>>>

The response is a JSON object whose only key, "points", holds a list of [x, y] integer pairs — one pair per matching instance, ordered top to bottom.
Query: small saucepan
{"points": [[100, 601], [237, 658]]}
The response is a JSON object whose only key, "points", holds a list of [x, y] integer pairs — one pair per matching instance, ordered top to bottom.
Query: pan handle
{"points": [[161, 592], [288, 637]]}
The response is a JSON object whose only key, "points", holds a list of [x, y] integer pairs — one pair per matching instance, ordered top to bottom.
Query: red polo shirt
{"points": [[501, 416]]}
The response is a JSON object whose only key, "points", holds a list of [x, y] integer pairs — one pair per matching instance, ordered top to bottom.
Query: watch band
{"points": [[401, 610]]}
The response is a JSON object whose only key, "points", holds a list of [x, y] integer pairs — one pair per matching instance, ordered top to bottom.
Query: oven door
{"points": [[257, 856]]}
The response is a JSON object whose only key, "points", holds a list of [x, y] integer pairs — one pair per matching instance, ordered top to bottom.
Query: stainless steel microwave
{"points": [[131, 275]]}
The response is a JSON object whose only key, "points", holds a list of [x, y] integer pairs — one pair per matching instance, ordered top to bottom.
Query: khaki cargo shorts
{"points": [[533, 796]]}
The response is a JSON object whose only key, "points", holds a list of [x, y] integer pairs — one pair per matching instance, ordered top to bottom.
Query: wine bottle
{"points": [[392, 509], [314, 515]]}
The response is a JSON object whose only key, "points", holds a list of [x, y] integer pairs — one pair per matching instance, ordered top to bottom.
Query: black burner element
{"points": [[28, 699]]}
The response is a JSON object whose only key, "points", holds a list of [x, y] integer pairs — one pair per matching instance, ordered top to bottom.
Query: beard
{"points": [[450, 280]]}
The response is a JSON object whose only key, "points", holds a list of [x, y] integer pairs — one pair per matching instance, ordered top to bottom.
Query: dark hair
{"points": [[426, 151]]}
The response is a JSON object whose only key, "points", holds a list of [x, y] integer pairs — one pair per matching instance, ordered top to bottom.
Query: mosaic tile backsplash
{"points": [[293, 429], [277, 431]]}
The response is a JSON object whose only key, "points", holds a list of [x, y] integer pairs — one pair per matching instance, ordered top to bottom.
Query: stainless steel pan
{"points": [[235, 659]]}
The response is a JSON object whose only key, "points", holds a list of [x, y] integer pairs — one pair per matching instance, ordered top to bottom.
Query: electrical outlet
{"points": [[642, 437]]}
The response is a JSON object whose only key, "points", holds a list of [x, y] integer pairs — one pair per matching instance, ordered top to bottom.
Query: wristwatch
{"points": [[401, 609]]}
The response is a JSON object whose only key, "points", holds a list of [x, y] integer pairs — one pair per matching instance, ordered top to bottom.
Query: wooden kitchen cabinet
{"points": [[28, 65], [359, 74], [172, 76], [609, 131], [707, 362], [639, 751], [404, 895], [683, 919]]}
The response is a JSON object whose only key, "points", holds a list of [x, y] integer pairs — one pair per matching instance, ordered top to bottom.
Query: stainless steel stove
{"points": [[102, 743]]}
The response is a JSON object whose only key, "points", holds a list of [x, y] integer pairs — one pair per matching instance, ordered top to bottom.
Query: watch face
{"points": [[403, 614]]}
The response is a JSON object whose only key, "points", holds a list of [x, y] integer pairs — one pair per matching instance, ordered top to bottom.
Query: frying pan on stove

<<<

## THE PROBLEM
Repeat the material above exactly.

## RESPONSE TO THIS EXERCISE
The response is a JSON object whose only key, "points", holds a list of [x, y] integer pairs — one pair per matching instance, ordered top to bottom.
Query: small saucepan
{"points": [[100, 601], [237, 658]]}
The response is a JSON object whose only key, "points", holds a list of [x, y] integer pairs — one pair per matching instance, ordered top to bottom.
Query: pan handle
{"points": [[161, 592], [288, 637]]}
The response is a JSON object whose only key, "points", holds a list of [x, y] integer pairs — one pair per matching instance, ordered top to bottom.
Query: red polo shirt
{"points": [[501, 416]]}
The response is a JSON object whose only key, "points", holds a list of [x, y] integer pairs — one pair per matching instance, ordered top to bottom.
Query: watch band
{"points": [[401, 610]]}
The response is a JSON object whose only key, "points", holds a list of [x, y] integer pairs — one pair per matching instance, ordered top to bottom.
Query: oven door
{"points": [[257, 856]]}
The response is a JSON object whose only key, "points", holds a list of [x, y] integer pairs — one pair per matching instance, ordered top to bottom.
Query: stainless steel microwave
{"points": [[131, 275]]}
The response is a JSON object whose only key, "points", holds a list of [x, y] integer pairs — one pair per matching instance, ordered top to bottom.
Query: khaki cargo shorts
{"points": [[533, 796]]}
The response is a JSON object whose only key, "points", holds a list of [x, y] integer pairs — one pair per matching instance, ordered top to bottom.
Query: wine bottle
{"points": [[392, 509], [314, 515]]}
The response is a JSON object whose only key, "points", holds a list of [x, y] integer pairs — one pair per matching instance, ordered top to bottom.
Query: black burner element
{"points": [[28, 699]]}
The response is a JSON object whose only key, "points", holds a list of [x, y] integer pairs — one pair per matching instance, ordered top to bottom.
Query: beard
{"points": [[450, 280]]}
The response is a JSON object whose only key, "points", holds a list of [x, y] integer pairs — one pair per matching instance, ordered top to bottom.
Query: dark hair
{"points": [[426, 151]]}
The response is a JSON object whose only key, "points", holds a list of [x, y] integer pairs — one pair per matching instance, ordered top to bottom.
Query: mosaic tile backsplash
{"points": [[293, 429], [277, 431]]}
The response is a JSON object whose only key, "points", holds a list of [x, y] integer pairs — one pair per matching instance, ordered top to bottom.
Query: stainless steel pan
{"points": [[235, 659]]}
The response is a JSON object whose only key, "points", holds a list of [x, y] integer pairs — one pair per matching instance, ordered top to bottom.
Query: electrical outlet
{"points": [[642, 437]]}
The response is a JSON object whose only key, "points", holds a list of [x, y] integer pairs — one pair per matching instance, ordered top to bottom.
Query: wristwatch
{"points": [[401, 609]]}
The response is a JSON object whose only key, "points", holds a list of [x, y] integer pairs — one pair per matching instance, ordered top to bottom.
Query: wooden kitchen cabinet
{"points": [[28, 65], [359, 74], [172, 76], [609, 131], [707, 362], [639, 751], [404, 895], [683, 919]]}
The response is a JSON object whose only key, "points", holds a list of [x, y] integer pairs — one pair per matching instance, ordered top to bottom.
Query: stainless steel stove
{"points": [[102, 743]]}
The response is a JSON object whose only key, "points", holds a list of [x, y] integer pairs — one pair per matching instance, ordered top to bottom.
Query: watch face
{"points": [[403, 614]]}
The response is a JSON object whose only key, "points", holds a list of [x, y] integer pairs — one pair per matching instance, ordered top to bottom.
Query: frying pan on stove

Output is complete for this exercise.